Task brief:
Return word for word the lines of the material below, starting at the line that contains "Put a dot on each instance of the overcast" and stopping after the line that contains "column 1132, row 127".
-- START --
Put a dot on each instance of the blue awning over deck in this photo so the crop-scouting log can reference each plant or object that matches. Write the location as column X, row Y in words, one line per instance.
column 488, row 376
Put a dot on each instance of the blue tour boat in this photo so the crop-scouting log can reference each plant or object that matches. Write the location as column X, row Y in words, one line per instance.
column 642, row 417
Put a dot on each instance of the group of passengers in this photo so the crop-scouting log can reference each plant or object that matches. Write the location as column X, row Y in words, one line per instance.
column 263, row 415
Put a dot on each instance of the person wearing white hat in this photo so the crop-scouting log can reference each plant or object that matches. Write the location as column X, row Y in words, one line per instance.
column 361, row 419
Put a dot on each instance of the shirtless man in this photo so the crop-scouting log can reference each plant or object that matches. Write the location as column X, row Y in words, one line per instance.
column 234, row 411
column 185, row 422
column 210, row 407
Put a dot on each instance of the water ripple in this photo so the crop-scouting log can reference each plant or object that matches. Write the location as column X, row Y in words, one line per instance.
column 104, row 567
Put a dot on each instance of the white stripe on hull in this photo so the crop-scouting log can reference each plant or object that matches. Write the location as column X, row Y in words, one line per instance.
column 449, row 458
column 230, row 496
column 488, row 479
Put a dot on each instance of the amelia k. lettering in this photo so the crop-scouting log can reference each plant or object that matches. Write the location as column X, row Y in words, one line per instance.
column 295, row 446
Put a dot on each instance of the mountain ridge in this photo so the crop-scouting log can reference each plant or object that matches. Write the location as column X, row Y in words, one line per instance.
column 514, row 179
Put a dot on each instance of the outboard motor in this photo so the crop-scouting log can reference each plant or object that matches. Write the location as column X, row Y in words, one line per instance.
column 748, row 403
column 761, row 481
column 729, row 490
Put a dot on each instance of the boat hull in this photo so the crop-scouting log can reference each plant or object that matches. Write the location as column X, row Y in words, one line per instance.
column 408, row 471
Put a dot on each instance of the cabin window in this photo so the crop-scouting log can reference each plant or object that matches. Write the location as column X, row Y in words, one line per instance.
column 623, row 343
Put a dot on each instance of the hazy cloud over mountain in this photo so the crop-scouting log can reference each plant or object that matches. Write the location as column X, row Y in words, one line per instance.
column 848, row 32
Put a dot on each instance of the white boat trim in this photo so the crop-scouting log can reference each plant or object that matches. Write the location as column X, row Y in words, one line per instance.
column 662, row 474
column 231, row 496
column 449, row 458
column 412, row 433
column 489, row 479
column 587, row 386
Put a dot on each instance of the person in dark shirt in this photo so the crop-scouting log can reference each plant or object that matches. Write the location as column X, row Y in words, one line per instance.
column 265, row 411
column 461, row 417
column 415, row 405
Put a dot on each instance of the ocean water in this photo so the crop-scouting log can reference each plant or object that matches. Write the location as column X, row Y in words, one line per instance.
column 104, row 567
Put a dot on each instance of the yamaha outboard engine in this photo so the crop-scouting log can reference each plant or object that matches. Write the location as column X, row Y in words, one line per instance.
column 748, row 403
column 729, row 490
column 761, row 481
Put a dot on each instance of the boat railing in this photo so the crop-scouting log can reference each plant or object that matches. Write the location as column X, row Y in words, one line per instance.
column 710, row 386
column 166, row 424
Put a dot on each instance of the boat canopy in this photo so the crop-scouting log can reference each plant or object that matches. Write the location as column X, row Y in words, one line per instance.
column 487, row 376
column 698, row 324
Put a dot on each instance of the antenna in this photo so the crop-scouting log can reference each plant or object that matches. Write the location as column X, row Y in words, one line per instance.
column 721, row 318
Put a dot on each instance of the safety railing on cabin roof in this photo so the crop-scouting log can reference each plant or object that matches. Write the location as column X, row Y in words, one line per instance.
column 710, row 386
-- END --
-- START --
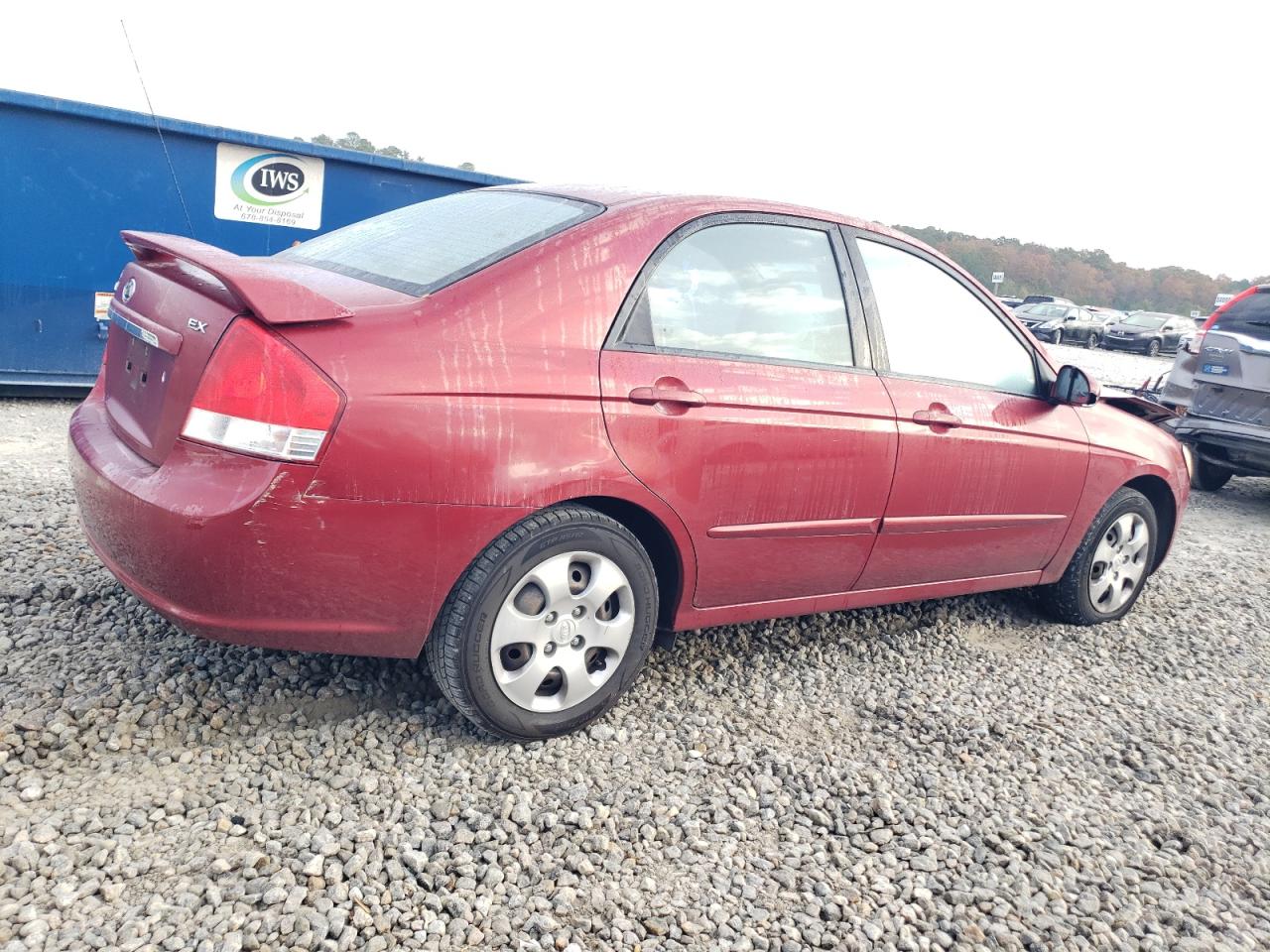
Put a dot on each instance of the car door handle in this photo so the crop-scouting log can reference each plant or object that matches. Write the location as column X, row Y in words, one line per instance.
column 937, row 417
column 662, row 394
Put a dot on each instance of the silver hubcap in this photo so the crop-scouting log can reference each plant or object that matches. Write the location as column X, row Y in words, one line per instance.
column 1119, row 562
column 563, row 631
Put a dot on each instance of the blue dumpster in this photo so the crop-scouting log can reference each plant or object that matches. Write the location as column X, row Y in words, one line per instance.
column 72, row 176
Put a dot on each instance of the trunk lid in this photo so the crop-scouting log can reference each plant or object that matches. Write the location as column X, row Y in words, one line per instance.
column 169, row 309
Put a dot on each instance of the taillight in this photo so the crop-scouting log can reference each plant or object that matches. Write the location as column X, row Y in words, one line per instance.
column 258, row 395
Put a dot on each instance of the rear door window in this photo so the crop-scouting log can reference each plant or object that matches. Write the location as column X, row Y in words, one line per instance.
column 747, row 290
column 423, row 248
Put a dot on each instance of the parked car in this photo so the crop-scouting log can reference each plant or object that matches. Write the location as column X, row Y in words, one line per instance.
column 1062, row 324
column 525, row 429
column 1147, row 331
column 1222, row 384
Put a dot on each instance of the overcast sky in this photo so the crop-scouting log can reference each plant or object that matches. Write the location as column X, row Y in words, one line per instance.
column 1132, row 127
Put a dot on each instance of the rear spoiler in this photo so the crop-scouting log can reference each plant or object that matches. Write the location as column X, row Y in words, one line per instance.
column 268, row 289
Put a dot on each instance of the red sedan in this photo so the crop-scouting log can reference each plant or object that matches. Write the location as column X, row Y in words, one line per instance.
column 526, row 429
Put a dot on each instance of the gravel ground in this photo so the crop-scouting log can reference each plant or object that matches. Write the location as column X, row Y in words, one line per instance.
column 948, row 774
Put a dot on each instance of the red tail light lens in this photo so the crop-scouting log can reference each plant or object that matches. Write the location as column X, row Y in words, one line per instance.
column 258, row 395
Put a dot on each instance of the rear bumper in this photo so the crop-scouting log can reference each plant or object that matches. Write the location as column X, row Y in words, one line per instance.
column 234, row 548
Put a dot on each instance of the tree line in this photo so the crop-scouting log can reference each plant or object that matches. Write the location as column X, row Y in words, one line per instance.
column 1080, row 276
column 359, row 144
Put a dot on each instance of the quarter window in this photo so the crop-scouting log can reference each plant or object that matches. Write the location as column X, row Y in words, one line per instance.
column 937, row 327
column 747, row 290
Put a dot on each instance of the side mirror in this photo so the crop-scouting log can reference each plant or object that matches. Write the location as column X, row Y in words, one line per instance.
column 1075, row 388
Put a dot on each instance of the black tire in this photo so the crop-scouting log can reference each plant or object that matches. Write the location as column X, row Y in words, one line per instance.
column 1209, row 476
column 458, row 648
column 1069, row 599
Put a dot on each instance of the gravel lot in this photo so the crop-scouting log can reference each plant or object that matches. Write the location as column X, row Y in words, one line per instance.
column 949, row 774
-- END --
-- START --
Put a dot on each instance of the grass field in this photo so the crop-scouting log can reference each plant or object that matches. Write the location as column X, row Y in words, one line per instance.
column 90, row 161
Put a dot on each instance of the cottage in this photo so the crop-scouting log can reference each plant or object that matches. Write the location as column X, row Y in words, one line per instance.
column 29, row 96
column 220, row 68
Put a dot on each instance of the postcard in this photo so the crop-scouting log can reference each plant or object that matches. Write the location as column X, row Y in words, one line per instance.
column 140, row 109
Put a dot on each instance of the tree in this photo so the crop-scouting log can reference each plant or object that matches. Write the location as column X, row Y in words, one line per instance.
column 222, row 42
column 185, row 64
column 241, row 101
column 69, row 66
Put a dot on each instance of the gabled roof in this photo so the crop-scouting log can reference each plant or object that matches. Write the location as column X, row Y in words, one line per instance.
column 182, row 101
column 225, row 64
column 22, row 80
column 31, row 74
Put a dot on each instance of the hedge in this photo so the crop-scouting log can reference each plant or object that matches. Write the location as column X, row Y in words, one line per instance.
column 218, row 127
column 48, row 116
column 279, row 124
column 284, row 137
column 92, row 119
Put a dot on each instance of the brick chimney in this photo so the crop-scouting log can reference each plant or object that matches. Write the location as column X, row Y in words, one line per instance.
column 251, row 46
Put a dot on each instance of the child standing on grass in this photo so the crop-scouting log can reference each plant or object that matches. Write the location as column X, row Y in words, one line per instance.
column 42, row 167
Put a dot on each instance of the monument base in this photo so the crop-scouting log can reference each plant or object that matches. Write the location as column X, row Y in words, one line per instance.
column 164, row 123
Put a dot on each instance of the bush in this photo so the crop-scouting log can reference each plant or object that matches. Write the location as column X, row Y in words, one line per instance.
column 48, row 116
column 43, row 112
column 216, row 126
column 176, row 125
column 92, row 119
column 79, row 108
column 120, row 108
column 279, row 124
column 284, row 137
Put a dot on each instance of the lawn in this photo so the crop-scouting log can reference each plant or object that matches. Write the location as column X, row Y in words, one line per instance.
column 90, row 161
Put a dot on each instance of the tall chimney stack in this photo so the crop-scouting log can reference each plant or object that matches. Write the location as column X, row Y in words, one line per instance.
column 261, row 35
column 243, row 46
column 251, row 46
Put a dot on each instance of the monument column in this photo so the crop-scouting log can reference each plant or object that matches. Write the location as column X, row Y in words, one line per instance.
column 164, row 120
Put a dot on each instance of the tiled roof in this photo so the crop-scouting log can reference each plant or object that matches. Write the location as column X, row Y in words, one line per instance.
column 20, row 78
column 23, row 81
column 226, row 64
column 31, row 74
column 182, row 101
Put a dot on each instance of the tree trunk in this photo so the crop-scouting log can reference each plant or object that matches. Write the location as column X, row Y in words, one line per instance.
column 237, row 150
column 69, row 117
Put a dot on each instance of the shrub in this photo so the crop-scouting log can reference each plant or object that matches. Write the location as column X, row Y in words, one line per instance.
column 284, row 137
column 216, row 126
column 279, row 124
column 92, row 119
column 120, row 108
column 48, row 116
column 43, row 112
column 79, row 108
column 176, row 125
-- END --
Answer for the task:
Put a dot on each instance of the overcast sky in this photo so the crop-scouting log can reference each plant or object that matches. Write the location as column X, row Y in words, one line per instance.
column 1132, row 127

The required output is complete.